[GIVEN TEXT]
/---
Säusenstein Abbey (Stift Säusenstein) is a former Cistercian abbey in Säusenstein in Lower Austria, sometimes known as Schloss Säusenstein ("Säusenstein Castle").

==History==

The foundation charter is dated 19 September 1336, when the founder, the nobleman Eberhard of Wallsee, granted the site and a substantial endowment to the Cistercian monks of Wilhering Abbey, although he had previously negotiated unsuccessfully with the Augustinian Canons, and an earlier attempted settlement from the Cistercian Zwettl Abbey had come to nothing.

The abbey suffered from the Turkish invasions of the 16th century, particularly in connection with the Siege of Vienna in 1526. Although forethought on the part of abbots saved many of the abbey's valuables by sending them for safekeeping elsewhere in advance of the incursions, the community was unable to escape the punishing taxes of the war period, and descended into poverty: one abbot was nearly arrested for failure to pay taxes. During the Reformation, another abbot absconded with the cashbox.

The abbey survived nevertheless and from the later 17th century onwards regained morale and wealth. The premises were rebuilt, and the study of theology and philosophy flourished.

However, the rationalist reforms of the Emperor Joseph II brought about the dissolution of the abbey on 21 May 1789. The abbot of Seitenstetten was appointed administrator and a number of Säusenstein's treasures were removed to Seitenstetten. The buildings of Säusenstein were used as a military hospital by Napoleon's troops during their occupation of Austria, and the buildings were badly damaged by French excesses, resulting among other things in the almost total destruction in about 1801 of the church by arson. Further damage occurred in 1805 and 1809.

It was about this time that the abbey began to be known locally as "Schloss" ("Castle") Säusenstein.

On the administrator's death in 1812, Säusenstein was taken over by the state, and was sold off in 1825 into private ownership. More destruction and neglect of the buildings followed, and significant demolition took place in 1856, including the loss of two sides of the cloisters, with the construction of the Austrian Western Railway across the site.

The last private owners sold it to the German government. Between 1939 and 1945 it served as an experimental agricultural institution. After the end of World War II Säusenstein lay in the Russian Zone and was occupied by Soviet troops for 10 years. When they left in 1955 the Austrian Forestry Commission took the site over but paid little attention to the preservation of the buildings.

==Restoration==
The badly neglected complex was acquired in 1979 by the artist and Christian mystic Luise Wittmann (1902–2005) and her architect son Karl (1928–2004), who over many years restored the remaining buildings and opened them to the public. Their successor continues their work.
\---
[INFORMATION GIVEN]
/---
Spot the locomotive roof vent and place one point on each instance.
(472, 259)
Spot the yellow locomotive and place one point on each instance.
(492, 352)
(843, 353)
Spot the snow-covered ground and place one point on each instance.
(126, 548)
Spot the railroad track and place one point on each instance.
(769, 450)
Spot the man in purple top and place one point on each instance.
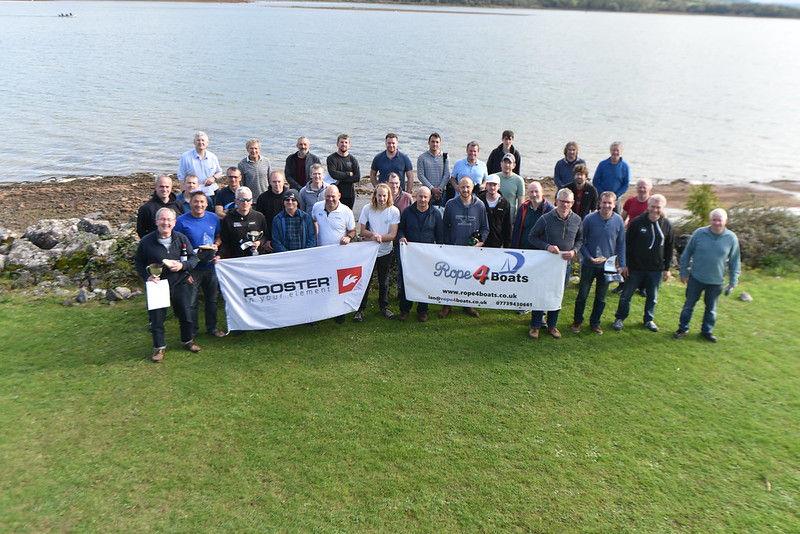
(391, 160)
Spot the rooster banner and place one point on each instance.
(301, 286)
(505, 279)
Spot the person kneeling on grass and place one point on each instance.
(378, 222)
(173, 252)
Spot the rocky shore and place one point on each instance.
(80, 231)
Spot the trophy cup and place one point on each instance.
(155, 269)
(253, 236)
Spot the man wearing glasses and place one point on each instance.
(238, 221)
(558, 232)
(292, 228)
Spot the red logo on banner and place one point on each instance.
(348, 278)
\---
[PROBLEMS AND TASKS]
1) In the Säusenstein Abbey text, on what date was the abbey dissolved?
2) From the Säusenstein Abbey text, extract the passage from "The abbey suffered" up to and including "with the cashbox.".
The material is not needed for any of this.

[ANSWERS IN ORDER]
1) 21 May 1789

2)
The abbey suffered from the Turkish invasions of the 16th century, particularly in connection with the Siege of Vienna in 1526. Although forethought on the part of abbots saved many of the abbey's valuables by sending them for safekeeping elsewhere in advance of the incursions, the community was unable to escape the punishing taxes of the war period, and descended into poverty: one abbot was nearly arrested for failure to pay taxes. During the Reformation, another abbot absconded with the cashbox.